What you should do:
Down to the last line, reproduce the records exactly.

Data entries
- - -

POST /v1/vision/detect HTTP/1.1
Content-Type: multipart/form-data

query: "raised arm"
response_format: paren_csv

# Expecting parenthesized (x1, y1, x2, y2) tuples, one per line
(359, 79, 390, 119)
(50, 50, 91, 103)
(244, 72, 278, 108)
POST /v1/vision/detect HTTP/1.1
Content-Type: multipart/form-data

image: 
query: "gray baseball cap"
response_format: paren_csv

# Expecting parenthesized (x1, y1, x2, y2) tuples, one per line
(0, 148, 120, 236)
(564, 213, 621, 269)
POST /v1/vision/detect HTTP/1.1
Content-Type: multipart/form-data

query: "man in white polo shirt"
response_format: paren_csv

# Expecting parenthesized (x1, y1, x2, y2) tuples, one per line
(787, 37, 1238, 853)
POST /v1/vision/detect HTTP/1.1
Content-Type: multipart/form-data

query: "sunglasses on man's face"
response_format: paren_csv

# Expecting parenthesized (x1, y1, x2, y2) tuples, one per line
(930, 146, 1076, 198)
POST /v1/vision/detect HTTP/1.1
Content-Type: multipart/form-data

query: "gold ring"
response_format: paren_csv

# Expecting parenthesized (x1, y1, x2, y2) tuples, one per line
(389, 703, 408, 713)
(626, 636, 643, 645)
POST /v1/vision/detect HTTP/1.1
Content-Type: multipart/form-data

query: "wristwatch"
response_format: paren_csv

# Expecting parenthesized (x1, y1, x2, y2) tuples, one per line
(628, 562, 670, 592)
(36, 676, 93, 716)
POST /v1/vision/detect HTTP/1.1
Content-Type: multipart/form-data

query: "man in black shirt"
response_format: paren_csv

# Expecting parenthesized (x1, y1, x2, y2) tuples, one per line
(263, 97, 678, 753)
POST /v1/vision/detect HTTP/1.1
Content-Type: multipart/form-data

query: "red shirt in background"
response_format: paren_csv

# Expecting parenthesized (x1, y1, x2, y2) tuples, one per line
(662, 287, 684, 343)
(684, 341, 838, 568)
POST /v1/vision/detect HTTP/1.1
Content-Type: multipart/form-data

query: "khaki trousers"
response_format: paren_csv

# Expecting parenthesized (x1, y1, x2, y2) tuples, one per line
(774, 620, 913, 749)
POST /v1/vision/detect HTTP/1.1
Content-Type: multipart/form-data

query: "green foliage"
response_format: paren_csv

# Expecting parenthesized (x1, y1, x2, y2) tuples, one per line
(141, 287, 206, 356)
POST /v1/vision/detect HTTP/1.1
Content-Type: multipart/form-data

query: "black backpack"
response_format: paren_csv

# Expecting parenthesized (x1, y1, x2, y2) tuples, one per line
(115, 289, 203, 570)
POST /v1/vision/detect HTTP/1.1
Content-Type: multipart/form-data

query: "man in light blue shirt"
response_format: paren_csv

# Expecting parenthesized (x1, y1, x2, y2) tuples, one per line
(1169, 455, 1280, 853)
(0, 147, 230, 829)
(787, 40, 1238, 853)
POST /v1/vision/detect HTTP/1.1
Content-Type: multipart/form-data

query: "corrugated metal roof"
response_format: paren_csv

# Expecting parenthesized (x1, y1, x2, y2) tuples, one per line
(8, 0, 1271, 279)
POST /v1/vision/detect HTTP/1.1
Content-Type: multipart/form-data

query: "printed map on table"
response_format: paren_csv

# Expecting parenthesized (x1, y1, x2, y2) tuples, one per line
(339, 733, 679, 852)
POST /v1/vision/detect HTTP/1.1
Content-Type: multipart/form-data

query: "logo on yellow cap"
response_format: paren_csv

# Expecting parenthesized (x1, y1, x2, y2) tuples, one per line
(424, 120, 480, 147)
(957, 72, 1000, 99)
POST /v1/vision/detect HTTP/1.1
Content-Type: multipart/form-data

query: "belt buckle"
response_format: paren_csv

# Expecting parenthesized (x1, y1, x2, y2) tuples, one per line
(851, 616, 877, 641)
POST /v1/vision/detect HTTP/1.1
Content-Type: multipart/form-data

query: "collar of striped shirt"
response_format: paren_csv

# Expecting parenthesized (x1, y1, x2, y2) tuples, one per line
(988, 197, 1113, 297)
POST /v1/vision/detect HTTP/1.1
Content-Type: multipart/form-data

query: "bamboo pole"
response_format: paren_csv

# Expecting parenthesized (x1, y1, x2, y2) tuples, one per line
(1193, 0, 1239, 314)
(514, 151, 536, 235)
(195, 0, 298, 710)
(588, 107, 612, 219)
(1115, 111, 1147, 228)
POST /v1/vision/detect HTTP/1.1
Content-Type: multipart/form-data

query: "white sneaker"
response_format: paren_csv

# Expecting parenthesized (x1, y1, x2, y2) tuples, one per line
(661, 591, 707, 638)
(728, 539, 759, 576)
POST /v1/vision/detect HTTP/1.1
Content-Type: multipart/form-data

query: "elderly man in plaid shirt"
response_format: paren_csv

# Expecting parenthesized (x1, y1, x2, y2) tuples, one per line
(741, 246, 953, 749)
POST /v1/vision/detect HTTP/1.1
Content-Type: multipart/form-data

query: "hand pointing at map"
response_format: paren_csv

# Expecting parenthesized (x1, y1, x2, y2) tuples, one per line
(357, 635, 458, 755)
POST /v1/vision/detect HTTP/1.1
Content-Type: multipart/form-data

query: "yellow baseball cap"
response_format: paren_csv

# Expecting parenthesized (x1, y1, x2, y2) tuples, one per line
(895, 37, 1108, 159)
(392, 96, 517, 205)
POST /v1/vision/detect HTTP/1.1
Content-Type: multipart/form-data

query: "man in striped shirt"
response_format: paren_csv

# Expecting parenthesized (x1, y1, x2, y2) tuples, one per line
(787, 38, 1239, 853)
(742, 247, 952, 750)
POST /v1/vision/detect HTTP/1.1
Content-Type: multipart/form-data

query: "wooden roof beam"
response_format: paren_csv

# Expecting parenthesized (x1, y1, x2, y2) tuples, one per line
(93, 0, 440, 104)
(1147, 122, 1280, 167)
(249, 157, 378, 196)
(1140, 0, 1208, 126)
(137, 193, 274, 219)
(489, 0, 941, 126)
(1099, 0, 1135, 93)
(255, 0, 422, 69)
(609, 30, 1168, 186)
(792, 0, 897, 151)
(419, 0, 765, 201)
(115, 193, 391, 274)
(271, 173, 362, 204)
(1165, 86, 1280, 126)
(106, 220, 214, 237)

- - -

Problem solution:
POST /v1/vision/detect HTTP/1.1
Content-Type: multipart/form-data

query: "raised arm"
response_format: paren_csv

# Expecting parenthesized (x1, y1, x2, y2) tuples, one per line
(359, 79, 390, 119)
(50, 50, 91, 103)
(244, 72, 278, 108)
POST /v1/vision/detect HTTP/1.1
Content-Type: multipart/form-data

image: 
query: "gray baseball cap"
response_format: paren_csv

# Expecting parenthesized (x1, y1, x2, y2) tuples, one per line
(0, 148, 120, 236)
(564, 213, 621, 269)
POST /v1/vision/detect HTTP/1.1
Content-Type: multipart/form-data

query: "man in white polo shirt"
response_format: paren_csv

# Expecting parenthesized (x1, y1, x2, y2) tuples, one per line
(787, 37, 1238, 853)
POST /v1/vision/detect HTTP/1.1
Content-Type: multipart/form-data

query: "sunglasses on man's face"
response_format: paren_csv

# Expecting parenthesized (x1, y1, x2, y2) tuples, one per line
(930, 146, 1076, 198)
POST /v1/vision/detect HTTP/1.1
Content-Type: multipart/form-data

query: "gold ring"
response_format: paren_csv

# Expecting parenthesized (x1, y1, x2, y2) tuples, one per line
(389, 703, 408, 713)
(626, 636, 643, 645)
POST /v1/vision/detect HTTP/1.1
Content-Type: multipart/form-data

query: "wristwatch"
response_format: paren_csv

# Expecting parenthesized (x1, y1, x2, y2) tuples, one per line
(628, 562, 670, 592)
(36, 676, 93, 716)
POST /v1/vision/detect HTTP/1.1
Content-Type: multipart/form-data

query: "man in black shirt"
response_format: paren_csv

# Expecting parenthesized (x1, y1, x2, y2) tuples, one per line
(263, 97, 678, 753)
POST /v1/vision/detect HTTP/1.1
Content-Type: multipart/form-data

query: "red shirt in background"
response_format: paren_csv

# Expecting parenthesized (x1, y1, x2, y2) tuples, one per line
(662, 287, 684, 343)
(684, 341, 838, 568)
POST /v1/vision/detect HTTP/1.1
Content-Type: multipart/form-data

query: "khaki trousers"
response_format: paren_csv

# Expecting parenthesized (x1, y1, x2, y2) tuples, one per line
(774, 620, 913, 749)
POST /v1/vision/detect HTTP/1.1
Content-Type: multipart/form-data

query: "green foliage"
response_format: paren_csv

# Expecting parenthesized (x1, y1, x2, y2) tuples, one per line
(141, 287, 206, 356)
POST /v1/vision/detect HTTP/1.1
Content-Type: multipart/form-data

query: "black backpack"
response_format: paren_csv

# Expecting parenthesized (x1, y1, x2, y2) tuples, one per line
(115, 289, 203, 570)
POST /v1/vision/detect HTTP/1.1
Content-Type: multipart/form-data

query: "man in light blue shirt"
response_format: paren_csv

# Expecting parenthesized (x1, y1, x2, y2) tuples, one per line
(1169, 455, 1280, 853)
(0, 147, 230, 829)
(787, 40, 1238, 853)
POST /v1/vision/detect HTTP/1.1
Content-Type: multipart/form-data

query: "corrugated metal roof"
response_format: paren_csv

# Expecting parenthesized (x1, y1, x2, y2) tuples, one per line
(8, 0, 1271, 279)
POST /v1/vision/detect HTTP/1.1
Content-Type: multipart/form-data

query: "printed map on table"
response_format: paren_csv

# Expecting parenthesized (x1, y1, x2, y2) tuples, one per line
(339, 733, 679, 852)
POST /v1/vision/detect HTTP/1.1
Content-Type: multipart/form-data

query: "logo on yellow cap"
response_format: paren_csv

# Expecting parenthesized (x1, y1, x2, y2) tuples, one per line
(424, 120, 480, 147)
(957, 72, 1000, 99)
POST /v1/vision/detect HTTP/1.1
Content-Type: multipart/form-data

query: "belt buckle"
response_format: paren_csv

# Expecting parenthesized (x1, y1, x2, y2) tuples, one per line
(851, 616, 877, 641)
POST /v1/vision/detect HTTP/1.1
Content-Type: multipart/form-data

query: "collar of striped shirt"
response_format: paren_csv

# Expecting parenthesized (x1, y1, x2, y2) tuples, one per line
(988, 197, 1113, 297)
POST /v1/vision/detect HTTP/1.1
Content-Type: multipart/form-data

query: "bamboo pole"
response_format: paren_csv

# Expecting parenthesized (x1, y1, x2, y2) tuples, one per line
(1193, 0, 1239, 314)
(514, 151, 536, 235)
(195, 0, 298, 710)
(588, 107, 612, 219)
(1115, 111, 1147, 228)
POST /v1/vision/detect HTTP/1.1
Content-Type: multipart/form-data

query: "white sneaker"
response_format: paren_csv

# Expecting parenthesized (x1, y1, x2, y2) tuples, one per line
(661, 591, 707, 638)
(728, 539, 759, 576)
POST /v1/vision/detect HTTP/1.1
Content-Type: multipart/form-data

query: "elderly man in plaid shirt"
response_format: paren_csv

# Expecting parenthesized (x1, y1, x2, y2) tuples, one per line
(741, 246, 953, 749)
POST /v1/vision/detect HTTP/1.1
Content-Type: multipart/form-data

query: "hand pointing at map"
response_format: paren_csv

# Expecting parenthesized (x1, y1, x2, y2) tuples, one per line
(357, 635, 458, 755)
POST /v1/vision/detect HTTP/1.1
Content-Type: multipart/form-data

query: "yellow baseball cap"
response_format: paren_csv

# Expecting parenthesized (x1, y1, x2, y2) tuples, one per line
(895, 37, 1108, 159)
(392, 96, 517, 205)
POST /v1/vision/detect HTTP/1.1
Content-Type: multipart/form-data

query: "man in striped shirt"
response_format: paren_csv

# Expecting parenthesized (x1, y1, x2, y2) tuples, one per line
(787, 38, 1239, 853)
(742, 247, 952, 750)
POST /v1/vision/detect HTTP/1.1
Content-Type: multipart/form-data

query: "wooden roof beam"
response_format: paren_csv

# Expecting parenthesized (x1, y1, x2, y2) tuples, one per line
(93, 0, 440, 104)
(1147, 122, 1280, 167)
(249, 157, 378, 196)
(1140, 0, 1208, 126)
(137, 193, 274, 219)
(489, 0, 941, 126)
(1099, 0, 1135, 93)
(255, 0, 422, 69)
(609, 30, 1168, 186)
(792, 0, 897, 151)
(419, 0, 765, 201)
(115, 193, 391, 274)
(271, 173, 362, 204)
(1165, 86, 1280, 126)
(106, 220, 214, 237)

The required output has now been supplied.